■ EXERCISE OBJECTIVE ■
Copy every record exactly.

***** DATA FOR THIS EXERCISE

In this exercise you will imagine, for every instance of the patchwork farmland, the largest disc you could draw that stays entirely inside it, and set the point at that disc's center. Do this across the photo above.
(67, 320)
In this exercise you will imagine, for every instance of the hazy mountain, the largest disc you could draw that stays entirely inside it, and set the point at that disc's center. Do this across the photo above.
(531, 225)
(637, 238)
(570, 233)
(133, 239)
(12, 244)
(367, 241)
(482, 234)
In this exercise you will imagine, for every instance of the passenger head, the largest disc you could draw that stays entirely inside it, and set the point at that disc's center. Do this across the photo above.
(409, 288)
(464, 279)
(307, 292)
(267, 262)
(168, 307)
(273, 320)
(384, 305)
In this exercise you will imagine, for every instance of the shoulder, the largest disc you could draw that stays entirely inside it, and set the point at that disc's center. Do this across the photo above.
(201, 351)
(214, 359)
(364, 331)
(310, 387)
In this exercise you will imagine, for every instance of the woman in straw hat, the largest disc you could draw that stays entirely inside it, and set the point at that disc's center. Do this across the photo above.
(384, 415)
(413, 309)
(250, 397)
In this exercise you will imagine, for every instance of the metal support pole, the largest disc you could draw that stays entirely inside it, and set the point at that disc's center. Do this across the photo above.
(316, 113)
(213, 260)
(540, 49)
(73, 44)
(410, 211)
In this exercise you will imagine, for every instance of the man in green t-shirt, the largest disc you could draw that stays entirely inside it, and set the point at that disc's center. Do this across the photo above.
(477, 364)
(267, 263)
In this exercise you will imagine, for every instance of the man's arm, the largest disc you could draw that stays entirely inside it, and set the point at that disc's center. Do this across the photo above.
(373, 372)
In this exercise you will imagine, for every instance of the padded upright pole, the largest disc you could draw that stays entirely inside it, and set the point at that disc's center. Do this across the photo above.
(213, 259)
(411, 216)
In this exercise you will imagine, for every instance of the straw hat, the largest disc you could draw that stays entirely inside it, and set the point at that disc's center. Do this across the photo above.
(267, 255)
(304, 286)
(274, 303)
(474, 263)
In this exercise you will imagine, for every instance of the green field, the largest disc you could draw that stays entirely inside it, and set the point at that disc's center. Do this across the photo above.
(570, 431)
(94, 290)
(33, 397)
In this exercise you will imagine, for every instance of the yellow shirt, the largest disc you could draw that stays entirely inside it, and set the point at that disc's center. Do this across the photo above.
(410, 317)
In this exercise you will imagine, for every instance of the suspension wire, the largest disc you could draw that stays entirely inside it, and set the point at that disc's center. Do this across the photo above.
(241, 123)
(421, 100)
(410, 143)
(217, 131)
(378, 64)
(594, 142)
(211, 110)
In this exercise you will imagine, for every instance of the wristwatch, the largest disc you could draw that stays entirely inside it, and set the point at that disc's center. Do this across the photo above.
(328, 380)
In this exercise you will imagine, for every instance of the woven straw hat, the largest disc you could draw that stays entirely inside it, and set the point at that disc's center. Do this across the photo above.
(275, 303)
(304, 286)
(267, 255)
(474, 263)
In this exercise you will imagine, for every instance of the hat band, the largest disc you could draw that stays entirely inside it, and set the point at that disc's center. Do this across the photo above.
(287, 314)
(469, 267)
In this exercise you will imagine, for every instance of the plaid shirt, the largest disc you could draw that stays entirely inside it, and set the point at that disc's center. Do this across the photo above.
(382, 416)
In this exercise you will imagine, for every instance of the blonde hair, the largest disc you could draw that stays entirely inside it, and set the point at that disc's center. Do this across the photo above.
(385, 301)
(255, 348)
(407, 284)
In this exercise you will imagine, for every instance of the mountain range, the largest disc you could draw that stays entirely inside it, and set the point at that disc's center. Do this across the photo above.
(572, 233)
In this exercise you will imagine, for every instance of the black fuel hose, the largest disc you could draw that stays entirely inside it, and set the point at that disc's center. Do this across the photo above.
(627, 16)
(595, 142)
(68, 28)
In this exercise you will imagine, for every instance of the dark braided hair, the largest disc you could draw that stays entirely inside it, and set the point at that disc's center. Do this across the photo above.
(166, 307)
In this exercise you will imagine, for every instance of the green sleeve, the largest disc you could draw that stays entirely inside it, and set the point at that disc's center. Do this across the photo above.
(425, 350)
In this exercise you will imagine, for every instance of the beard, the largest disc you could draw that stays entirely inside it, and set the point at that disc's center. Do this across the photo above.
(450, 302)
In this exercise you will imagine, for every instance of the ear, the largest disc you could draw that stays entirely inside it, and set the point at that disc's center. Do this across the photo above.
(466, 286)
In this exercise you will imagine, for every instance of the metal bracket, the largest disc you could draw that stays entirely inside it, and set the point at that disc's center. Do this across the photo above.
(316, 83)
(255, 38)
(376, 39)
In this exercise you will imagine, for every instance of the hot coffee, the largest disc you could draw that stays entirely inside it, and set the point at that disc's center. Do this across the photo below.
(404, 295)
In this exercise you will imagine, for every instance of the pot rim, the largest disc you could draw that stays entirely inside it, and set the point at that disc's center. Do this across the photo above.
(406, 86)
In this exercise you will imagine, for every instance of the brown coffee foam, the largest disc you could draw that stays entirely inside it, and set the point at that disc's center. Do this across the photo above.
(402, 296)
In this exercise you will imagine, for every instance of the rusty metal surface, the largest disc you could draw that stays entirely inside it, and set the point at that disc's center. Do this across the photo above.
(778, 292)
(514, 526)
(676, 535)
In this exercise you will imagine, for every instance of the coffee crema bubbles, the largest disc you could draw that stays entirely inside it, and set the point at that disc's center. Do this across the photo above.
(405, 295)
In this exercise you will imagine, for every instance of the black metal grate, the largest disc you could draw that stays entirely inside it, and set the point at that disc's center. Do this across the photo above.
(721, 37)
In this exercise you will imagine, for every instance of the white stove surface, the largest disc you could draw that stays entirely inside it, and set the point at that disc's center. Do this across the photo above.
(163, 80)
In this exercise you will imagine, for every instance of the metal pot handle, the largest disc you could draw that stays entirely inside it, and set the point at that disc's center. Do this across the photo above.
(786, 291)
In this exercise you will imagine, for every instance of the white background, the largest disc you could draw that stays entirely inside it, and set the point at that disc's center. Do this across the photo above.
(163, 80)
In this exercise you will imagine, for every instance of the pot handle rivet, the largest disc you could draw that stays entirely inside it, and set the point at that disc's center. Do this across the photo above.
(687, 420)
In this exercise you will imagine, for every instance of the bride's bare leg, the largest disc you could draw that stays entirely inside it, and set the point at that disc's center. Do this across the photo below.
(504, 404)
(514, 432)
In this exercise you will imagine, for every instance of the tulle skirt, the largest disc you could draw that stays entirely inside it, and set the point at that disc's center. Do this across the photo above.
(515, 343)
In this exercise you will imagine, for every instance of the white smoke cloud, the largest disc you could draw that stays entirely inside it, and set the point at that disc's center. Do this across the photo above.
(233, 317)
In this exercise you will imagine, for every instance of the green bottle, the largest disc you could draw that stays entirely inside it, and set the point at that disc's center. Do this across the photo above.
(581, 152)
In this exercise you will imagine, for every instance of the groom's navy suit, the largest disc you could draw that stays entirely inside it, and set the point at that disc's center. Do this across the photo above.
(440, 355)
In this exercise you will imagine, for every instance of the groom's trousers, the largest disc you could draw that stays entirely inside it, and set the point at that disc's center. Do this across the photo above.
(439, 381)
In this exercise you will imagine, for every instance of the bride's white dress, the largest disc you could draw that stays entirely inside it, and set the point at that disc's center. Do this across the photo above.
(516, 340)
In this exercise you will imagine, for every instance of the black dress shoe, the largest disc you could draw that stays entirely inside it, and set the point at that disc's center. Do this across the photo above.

**********

■ FINISHED EXERCISE ■
In this exercise you will imagine, for every instance of the patchwork farmland, the largest disc you could draw that stays entirely inside it, and set the point at that disc's center. Do this across the photo above.
(67, 320)
In this exercise you will imagine, for every instance of the hazy mountain, the largest disc you could draw that stays entirely inside it, and set the point at that disc's center. Do this across the photo above.
(531, 225)
(637, 238)
(570, 233)
(133, 239)
(12, 244)
(367, 241)
(482, 234)
In this exercise you will imagine, for every instance of the passenger head, the largest disc you could draw that stays entirely inside it, and set the point at that disc's center. Do this across the photo above.
(409, 288)
(464, 279)
(307, 292)
(267, 262)
(168, 307)
(273, 320)
(384, 305)
In this exercise you will imagine, for every instance of the shoulder, the largest disc you could draw that stays entirely inside it, and set the point at that disc's center. Do this across the photo above.
(201, 351)
(214, 359)
(364, 331)
(310, 387)
In this exercise you will imagine, for every instance of the woman in straw hat, the largest disc you could draw that stays entirely inside it, and set the point at that disc's center. Do this across the photo above.
(384, 415)
(413, 309)
(250, 397)
In this exercise you will imagine, for every instance of the metal support pole, the largest disc you could draw that stays entirely inside it, and set the point at that disc's center. Do this across the photo above.
(316, 113)
(213, 260)
(540, 49)
(73, 44)
(410, 211)
In this exercise you will imagine, for every instance of the man in green t-shirt, the largest disc you could draw that stays entirely inside it, and set the point at that disc's center. Do this across the photo above.
(477, 364)
(267, 263)
In this exercise you will imagine, for every instance of the man's arm, the largest disc you could draw that stays entirely inside it, and set the point at that disc's center. Do this across the photo above.
(373, 372)
In this exercise you will imagine, for every instance of the padded upright pole, the largest disc you could draw that stays entirely inside it, and set the point at that disc's center. Do this across the photo above.
(213, 259)
(411, 216)
In this exercise you will imagine, for every instance of the straw hat, the largest disc you could draw that stays entirely inside it, and set the point at that disc's center. Do this across the photo above.
(267, 255)
(304, 286)
(274, 303)
(474, 263)
In this exercise you will imagine, for every instance of the green field, the largest disc you could draw that stays entirely inside it, and set the point at that disc's center. Do this across the photo above.
(570, 431)
(94, 290)
(33, 397)
In this exercise you will imagine, for every instance of the yellow shirt, the largest disc you could draw that stays entirely inside it, and set the point at that disc's center. Do this across the photo above.
(410, 317)
In this exercise you will imagine, for every instance of the suspension wire, the largest disc you could draw that stays entirely inside it, and set the point at that disc's center. Do this across the photo above.
(241, 123)
(421, 100)
(410, 143)
(217, 131)
(378, 64)
(594, 142)
(211, 110)
In this exercise you will imagine, for every instance of the wristwatch, the largest disc you could draw that stays entirely inside it, and set the point at that disc's center. Do this across the photo above.
(328, 380)
In this exercise you will imagine, for every instance of the woven straw hat, the largest disc you could draw that stays entirely inside it, and set the point at that disc's center. Do this across the photo above.
(275, 303)
(304, 286)
(267, 255)
(474, 263)
In this exercise you will imagine, for every instance of the hat band, the largest disc you could draw that stays entirely inside it, and set the point at that disc's center. Do this across the photo above.
(287, 314)
(469, 267)
In this exercise you will imagine, for every instance of the plaid shirt, the largest disc you could draw that stays entirely inside it, and set the point at that disc's center. Do this across the photo above.
(382, 416)
In this exercise you will imagine, for every instance of the blonde hair, the largest disc you could draw that stays entirely inside it, and set the point at that disc's center. Do this across the photo above.
(385, 301)
(255, 348)
(407, 284)
In this exercise you will imagine, for every instance of the mountain range, the largest disc you could draw that stays entirely inside it, and set the point at that disc's center. Do this across the photo above.
(572, 233)
In this exercise you will imagine, for every instance of the black fuel hose, the largest disc you could draw that stays entirely inside it, and set the point at that disc's center. Do this across the photo above.
(627, 16)
(595, 142)
(68, 28)
In this exercise you will imagine, for every instance of the dark braided hair, the largest disc you could draw that stays entirely inside it, and set the point at that disc's center. Do this across the photo above.
(166, 307)
In this exercise you will imagine, for every instance of the green sleeve, the largest disc you could draw that stays entirely inside it, and set the point at that disc's center. Do this across the photo above.
(425, 350)
In this exercise you will imagine, for every instance of the beard, the largest disc you could draw that stays entirely inside it, and set the point at that disc's center. Do this across the photo above.
(450, 302)
In this exercise you will imagine, for every instance of the ear, the largest disc you could draw that stays entirely inside it, and set the point at that disc's center. Do this across the photo above.
(466, 286)
In this exercise you will imagine, for every instance of the metal bracket, the largest disc you could draw that stays entirely inside it, and set the point at that disc's center. Do this across the photo above.
(316, 83)
(255, 38)
(376, 39)
In this exercise you will imagine, for every instance of the hot coffee, the largest disc you could draw that stays entirely inside it, and set the point at that disc's center. Do this across the photo below.
(404, 295)
In this exercise you will imagine, for every instance of the pot rim, the largest disc you could draw that stays entirely inside it, and set the point at that disc's center. Do this across the photo above.
(406, 86)
In this exercise you will imagine, for every instance of the brown coffee foam, the largest disc you could draw that stays entirely inside it, and set the point at that disc's center. Do this across the photo above.
(402, 296)
In this exercise you will imagine, for every instance of the rusty metal surface, the largest disc you could draw that stays entirely inside it, and set the point at that disc's center. Do this across the photo above.
(778, 292)
(514, 526)
(676, 535)
In this exercise you will imagine, for every instance of the coffee crema bubbles, the largest disc you could draw that stays entirely inside it, and set the point at that disc's center. Do this across the photo above.
(405, 295)
In this exercise you will imagine, for every instance of the black metal grate, the largest disc you could draw that stays entirely inside it, and set the point at that disc's center. Do this across the photo above.
(721, 37)
In this exercise you will imagine, for every instance of the white stove surface, the largest disc you could draw that stays entirely inside it, and set the point at that disc's center. Do this across the photo above.
(163, 80)
In this exercise you will imagine, for every instance of the metal pot handle, the largest disc you could draw that stays entirely inside it, and set the point at that disc's center. Do this across the photo above.
(786, 291)
In this exercise you will imagine, for every instance of the white background, the largest disc you could draw that stays entirely inside it, and set the point at that disc's center. Do this across the photo above.
(163, 80)
In this exercise you will imagine, for every instance of the pot handle rivet, the largest disc you could draw that stays entirely inside it, and set the point at that disc's center. Do this across the photo above.
(687, 420)
In this exercise you will imagine, for every instance of the bride's bare leg, the largest disc you could draw that stays entirely inside it, and set the point at that disc's center. Do this across the photo below.
(504, 404)
(514, 432)
In this exercise you will imagine, for every instance of the tulle skirt, the largest disc you could draw that stays entirely inside it, and set the point at that disc's center. Do this across the photo above.
(515, 343)
In this exercise you will imagine, for every instance of the white smoke cloud, the largest disc you could draw that stays entirely inside it, and set the point at that disc's center. Do this across the photo above.
(233, 317)
In this exercise you will imagine, for every instance of the green bottle, the largest disc you could draw that stays entirely inside it, and set the point at that disc's center. Do this across the photo above.
(581, 152)
In this exercise you will imagine, for every instance of the groom's navy suit, the largest disc you could draw that stays entirely inside it, and set the point at that disc's center. Do this across the photo above.
(440, 355)
In this exercise you will imagine, for every instance of the groom's trousers, the largest disc you could draw that stays entirely inside it, and set the point at that disc's center. Do this across the photo above.
(439, 381)
In this exercise you will imagine, for every instance of the bride's white dress, the largest disc you could draw that stays entirely inside it, and set the point at that disc's center. Do this across the photo above.
(516, 340)
In this exercise you will imagine, for every instance of the black dress shoe, the largest disc you could draw that stays entirely inside it, and set the point at that disc's center. Do this across the photo above.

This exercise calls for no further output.